* **GIVEN PASSAGE**
......
An esophageal atresia (EA) was suspected in a term newborn that, shortly after birth, presented with poor feeding, swallowing difficulties, excessive salivation and rattling breathing. Initial blood gas analysis was normal. A nasogastric tube (NGT) was introduced. The X-ray showed the NGT tip in the stomach with gas in the abdomen. Enteral feeding was done via NGT which was tolerated well and the newborn stabilised. At 1.5 days of life, drooling of saliva with progressive respiratory distress was observed and supplemental oxygen (FiO2 25%) was given. The NGT was removed on the suspicion that its location had shifted. However, upon attempts to reintroduce the NGT, difficulty was experienced when it was approximately 10 cm past the mouth. Finally the tube was able to pass and an X-ray confirmed that the tip was correctly placed in the stomach. At that time the intestinal air distribution was normal, with no apparent esophageal pouch after the addition of 5 ml of air, but an infiltrate was observed in the right upper lobe. Therefore, esophageal stenosis and secondary aspiration or a tracheoesophageal fistula (TF) were suspected. Feeding was stopped and empiric antibiotherapy started.

An endoscopic exploration showed a membrane with a small orifice in the middle third of the esophagus. An esophagogram at 9 days of age with water-soluble contrast revealed a blind pouch and contrast in the bronchial tree ([Fig. 1a–c]). A proximal TF was confirmed by bronchoscopy ([Fig. 2]).

Zoom Image
Fig. 1 Esophagography with water-soluble contrast at 9 days of age: Initially a the NGT was removed several centimeters and contrast was injected at the middle third of the esophagus displaying a normal distal esophagus b, removing it further to the upper portion of the esophagus, contrast was injected in a very small amount, confirming the presence of a blind pouch and also contrast in the bronchial tree c. In this occasion it was impossible to re-pass the NGT showing a resistance at the level of the blind pouch.
Zoom Image
Fig. 2 Membranous atresia with a tiny opening and proximal fistula, an uncategorized anomaly.

The patient was diagnosed with a membranous EA with a small hole and associated proximal TF. At 11 days of age, right posterolateral thoracotomy was performed, showing a wide TF at the level of T2–T3. The esophageal membrane showed an eccentric orifice of 6 mm in diameter. The TF was sectioned and ligated. A cylindrical portion of the esophagus was sectioned, including the membrane, and end-to-end anastomosis was performed.

The newborns condition in the immediate postoperative period was favorable. After 4 days, feeding was started and was well tolerated. After 8 days, the general state deteriorated and an esophagogram confirmed a partial anastomotic dehiscence. Enteral feeding was interrupted and empiric antibiotics were administrated. A new esophagogram carried out 6 days later showed closure of the defect.

Feeding was reinitiated through the NGT which was now being poorly tolerated, with abundant gastric retentions. To accelerate gastric emptying, erythromycin as a prokinetic drug was added, which improved digestive tolerance. However, gastric retentions reappeared 7 days later, as well as vomiting and abdominal distension. Suspecting an obstruction, an ultrasound was performed confirming the existence of a hypertrophic pyloric stenosis (HPS).

A pyloromyotomy was performed at 34 days of age without complications. Esophageal dilatation was required at 3 months of age.
......
* **SUPPLIED INFORMATION**
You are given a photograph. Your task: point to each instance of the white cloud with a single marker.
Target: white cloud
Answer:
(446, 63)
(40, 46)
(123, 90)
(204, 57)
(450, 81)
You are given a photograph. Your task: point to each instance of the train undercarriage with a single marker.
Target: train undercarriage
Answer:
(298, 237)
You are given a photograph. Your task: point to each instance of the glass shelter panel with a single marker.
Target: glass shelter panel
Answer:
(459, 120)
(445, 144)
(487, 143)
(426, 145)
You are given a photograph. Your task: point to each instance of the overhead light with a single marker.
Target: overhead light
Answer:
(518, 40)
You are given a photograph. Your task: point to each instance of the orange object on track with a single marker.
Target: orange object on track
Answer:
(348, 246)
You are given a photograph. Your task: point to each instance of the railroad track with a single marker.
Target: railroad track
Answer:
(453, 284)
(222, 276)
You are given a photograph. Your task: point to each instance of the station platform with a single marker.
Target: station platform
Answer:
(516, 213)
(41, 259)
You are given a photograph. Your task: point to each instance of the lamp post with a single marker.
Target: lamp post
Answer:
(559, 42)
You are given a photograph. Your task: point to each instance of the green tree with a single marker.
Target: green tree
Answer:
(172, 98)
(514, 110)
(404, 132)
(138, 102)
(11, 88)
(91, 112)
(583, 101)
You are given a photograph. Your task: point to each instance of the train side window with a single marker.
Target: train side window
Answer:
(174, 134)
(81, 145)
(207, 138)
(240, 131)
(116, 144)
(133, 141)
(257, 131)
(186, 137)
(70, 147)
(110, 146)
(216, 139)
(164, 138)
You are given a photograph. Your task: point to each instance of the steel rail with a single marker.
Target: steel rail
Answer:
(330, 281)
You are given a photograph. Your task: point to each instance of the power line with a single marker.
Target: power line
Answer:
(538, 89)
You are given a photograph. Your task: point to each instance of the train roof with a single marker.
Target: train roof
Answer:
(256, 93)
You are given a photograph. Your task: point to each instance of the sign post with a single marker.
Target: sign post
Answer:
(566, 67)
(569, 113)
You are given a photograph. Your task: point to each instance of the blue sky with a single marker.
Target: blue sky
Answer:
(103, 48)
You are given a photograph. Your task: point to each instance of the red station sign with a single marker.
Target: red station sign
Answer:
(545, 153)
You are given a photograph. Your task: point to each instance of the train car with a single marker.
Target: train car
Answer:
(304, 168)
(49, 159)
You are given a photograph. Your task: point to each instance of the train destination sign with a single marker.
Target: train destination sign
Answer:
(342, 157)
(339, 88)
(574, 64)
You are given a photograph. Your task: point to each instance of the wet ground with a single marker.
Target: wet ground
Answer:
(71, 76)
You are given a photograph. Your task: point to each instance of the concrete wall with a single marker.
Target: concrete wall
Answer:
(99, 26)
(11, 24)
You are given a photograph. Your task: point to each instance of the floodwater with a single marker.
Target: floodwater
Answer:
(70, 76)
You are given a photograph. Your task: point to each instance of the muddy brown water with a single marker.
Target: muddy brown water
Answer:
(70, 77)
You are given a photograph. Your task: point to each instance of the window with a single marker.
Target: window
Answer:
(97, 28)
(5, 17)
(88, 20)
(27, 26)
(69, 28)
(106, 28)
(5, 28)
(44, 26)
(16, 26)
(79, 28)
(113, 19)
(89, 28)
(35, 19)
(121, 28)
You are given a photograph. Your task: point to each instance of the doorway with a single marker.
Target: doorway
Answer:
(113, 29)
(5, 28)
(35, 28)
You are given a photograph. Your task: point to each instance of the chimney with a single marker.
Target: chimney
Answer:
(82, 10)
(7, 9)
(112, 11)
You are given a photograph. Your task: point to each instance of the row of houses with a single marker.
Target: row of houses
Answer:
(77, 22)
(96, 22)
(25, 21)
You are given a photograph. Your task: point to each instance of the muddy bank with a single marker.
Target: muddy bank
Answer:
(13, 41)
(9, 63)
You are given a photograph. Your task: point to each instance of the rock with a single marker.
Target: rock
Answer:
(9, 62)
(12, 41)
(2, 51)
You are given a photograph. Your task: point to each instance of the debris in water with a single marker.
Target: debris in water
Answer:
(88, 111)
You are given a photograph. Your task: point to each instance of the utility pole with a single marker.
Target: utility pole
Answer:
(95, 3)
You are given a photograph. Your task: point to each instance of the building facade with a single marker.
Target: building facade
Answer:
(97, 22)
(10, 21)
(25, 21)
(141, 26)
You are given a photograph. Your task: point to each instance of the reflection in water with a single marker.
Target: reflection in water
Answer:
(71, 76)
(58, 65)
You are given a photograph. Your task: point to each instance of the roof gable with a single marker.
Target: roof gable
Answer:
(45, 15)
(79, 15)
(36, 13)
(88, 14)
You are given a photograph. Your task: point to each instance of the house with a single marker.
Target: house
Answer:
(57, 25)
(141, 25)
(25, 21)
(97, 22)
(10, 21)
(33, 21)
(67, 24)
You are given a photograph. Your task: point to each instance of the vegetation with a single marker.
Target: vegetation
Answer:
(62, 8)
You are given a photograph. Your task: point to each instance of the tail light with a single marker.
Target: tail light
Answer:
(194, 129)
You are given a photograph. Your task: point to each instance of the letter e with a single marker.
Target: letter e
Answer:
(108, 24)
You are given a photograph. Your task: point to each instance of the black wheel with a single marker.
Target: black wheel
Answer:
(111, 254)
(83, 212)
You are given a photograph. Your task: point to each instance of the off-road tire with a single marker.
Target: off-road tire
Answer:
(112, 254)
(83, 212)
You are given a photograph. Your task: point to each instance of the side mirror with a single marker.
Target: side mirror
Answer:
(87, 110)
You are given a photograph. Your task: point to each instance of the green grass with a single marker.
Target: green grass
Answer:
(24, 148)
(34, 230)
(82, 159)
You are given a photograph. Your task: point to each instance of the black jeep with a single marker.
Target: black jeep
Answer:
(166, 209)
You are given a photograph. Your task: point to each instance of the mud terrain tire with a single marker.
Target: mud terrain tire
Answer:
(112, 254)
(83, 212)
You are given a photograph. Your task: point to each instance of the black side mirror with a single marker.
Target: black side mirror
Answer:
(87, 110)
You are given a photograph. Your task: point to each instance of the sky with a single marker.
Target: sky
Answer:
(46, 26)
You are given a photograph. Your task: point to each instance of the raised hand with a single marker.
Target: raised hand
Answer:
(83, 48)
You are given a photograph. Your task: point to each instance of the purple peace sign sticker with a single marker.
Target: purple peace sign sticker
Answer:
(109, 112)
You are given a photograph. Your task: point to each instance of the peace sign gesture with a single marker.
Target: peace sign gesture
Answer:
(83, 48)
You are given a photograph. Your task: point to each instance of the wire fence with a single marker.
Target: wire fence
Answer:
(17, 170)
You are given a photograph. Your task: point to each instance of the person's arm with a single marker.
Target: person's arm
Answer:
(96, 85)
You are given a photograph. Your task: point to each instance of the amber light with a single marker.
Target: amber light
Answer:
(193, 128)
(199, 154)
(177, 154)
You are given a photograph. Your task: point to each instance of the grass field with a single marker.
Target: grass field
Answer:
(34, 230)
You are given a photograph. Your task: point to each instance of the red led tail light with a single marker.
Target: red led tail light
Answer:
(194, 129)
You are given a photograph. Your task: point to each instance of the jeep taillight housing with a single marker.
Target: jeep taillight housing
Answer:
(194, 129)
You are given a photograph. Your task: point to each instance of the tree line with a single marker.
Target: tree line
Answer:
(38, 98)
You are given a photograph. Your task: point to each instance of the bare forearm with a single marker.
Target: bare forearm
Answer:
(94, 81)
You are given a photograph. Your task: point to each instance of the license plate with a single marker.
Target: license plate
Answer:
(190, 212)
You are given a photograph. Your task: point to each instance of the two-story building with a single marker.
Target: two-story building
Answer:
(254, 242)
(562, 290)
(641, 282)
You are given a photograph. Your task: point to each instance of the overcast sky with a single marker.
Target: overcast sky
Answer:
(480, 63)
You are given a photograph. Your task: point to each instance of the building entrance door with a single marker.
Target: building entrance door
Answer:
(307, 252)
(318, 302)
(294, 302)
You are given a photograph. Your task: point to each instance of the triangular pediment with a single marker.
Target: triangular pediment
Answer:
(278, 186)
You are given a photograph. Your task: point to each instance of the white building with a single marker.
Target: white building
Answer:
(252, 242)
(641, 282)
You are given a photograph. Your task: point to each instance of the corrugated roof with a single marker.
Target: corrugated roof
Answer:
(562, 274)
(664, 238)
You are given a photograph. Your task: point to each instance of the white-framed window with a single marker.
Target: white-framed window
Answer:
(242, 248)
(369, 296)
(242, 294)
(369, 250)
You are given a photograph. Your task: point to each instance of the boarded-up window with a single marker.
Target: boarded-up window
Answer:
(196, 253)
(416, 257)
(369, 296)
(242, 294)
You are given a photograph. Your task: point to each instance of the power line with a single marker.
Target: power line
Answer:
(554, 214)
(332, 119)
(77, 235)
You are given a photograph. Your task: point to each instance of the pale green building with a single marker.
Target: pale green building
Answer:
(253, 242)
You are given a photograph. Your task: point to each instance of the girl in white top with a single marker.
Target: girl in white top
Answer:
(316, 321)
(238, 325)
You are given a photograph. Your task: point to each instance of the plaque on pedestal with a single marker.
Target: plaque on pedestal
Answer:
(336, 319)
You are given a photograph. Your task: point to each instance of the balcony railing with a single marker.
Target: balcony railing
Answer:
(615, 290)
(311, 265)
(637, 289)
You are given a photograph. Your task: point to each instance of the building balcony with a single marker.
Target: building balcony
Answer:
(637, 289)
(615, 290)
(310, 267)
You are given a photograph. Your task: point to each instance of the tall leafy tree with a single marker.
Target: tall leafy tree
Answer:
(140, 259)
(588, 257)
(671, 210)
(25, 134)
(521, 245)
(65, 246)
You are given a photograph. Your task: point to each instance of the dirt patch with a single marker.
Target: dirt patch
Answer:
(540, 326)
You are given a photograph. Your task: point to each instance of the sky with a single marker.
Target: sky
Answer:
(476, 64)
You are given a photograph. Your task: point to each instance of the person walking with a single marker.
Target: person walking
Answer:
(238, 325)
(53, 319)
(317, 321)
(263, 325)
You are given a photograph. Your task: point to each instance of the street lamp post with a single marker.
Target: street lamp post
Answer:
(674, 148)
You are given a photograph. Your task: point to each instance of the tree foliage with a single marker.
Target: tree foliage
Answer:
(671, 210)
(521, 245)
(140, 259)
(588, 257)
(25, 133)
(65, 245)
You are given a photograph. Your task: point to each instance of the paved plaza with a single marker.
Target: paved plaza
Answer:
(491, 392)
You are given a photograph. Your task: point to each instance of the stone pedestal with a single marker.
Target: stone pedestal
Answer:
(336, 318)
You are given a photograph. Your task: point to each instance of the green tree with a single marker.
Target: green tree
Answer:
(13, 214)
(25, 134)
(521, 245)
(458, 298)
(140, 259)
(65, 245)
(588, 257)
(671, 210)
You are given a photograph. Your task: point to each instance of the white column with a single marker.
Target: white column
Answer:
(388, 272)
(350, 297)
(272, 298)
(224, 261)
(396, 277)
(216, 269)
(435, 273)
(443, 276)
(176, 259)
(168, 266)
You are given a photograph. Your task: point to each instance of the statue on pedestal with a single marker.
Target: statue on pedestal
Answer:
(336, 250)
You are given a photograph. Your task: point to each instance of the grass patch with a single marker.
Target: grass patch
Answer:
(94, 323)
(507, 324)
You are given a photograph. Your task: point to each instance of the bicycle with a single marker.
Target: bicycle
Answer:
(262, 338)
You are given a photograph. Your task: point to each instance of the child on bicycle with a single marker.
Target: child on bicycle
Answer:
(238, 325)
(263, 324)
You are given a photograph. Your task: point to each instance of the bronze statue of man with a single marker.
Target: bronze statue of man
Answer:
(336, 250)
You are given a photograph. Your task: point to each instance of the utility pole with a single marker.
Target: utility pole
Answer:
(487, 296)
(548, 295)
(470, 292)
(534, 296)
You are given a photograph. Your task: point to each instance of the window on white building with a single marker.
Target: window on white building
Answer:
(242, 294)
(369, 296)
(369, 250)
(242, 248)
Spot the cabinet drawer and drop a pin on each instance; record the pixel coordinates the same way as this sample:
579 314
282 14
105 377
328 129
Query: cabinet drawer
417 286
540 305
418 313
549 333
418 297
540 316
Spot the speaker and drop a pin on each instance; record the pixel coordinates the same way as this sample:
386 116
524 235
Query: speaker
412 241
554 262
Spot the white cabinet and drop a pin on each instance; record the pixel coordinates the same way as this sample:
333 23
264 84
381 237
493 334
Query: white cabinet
......
* **EXPLORE THE MATERIAL**
a) In the case report, why was erythromycin given to the newborn after feeding resumed through the NGT?
b) From the case report, duplicate the passage starting at "The patient was" and ending at "of the defect.".

* **EXERCISE ANSWERS**
a) Feeding through the NGT was poorly tolerated, with abundant gastric retentions. Erythromycin was added as a prokinetic drug to accelerate gastric emptying.

b)
The patient was diagnosed with a membranous EA with a small hole and associated proximal TF. At 11 days of age, right posterolateral thoracotomy was performed, showing a wide TF at the level of T2–T3. The esophageal membrane showed an eccentric orifice of 6 mm in diameter. The TF was sectioned and ligated. A cylindrical portion of the esophagus was sectioned, including the membrane, and end-to-end anastomosis was performed.

The newborns condition in the immediate postoperative period was favorable. After 4 days, feeding was started and was well tolerated. After 8 days, the general state deteriorated and an esophagogram confirmed a partial anastomotic dehiscence. Enteral feeding was interrupted and empiric antibiotics were administrated. A new esophagogram carried out 6 days later showed closure of the defect.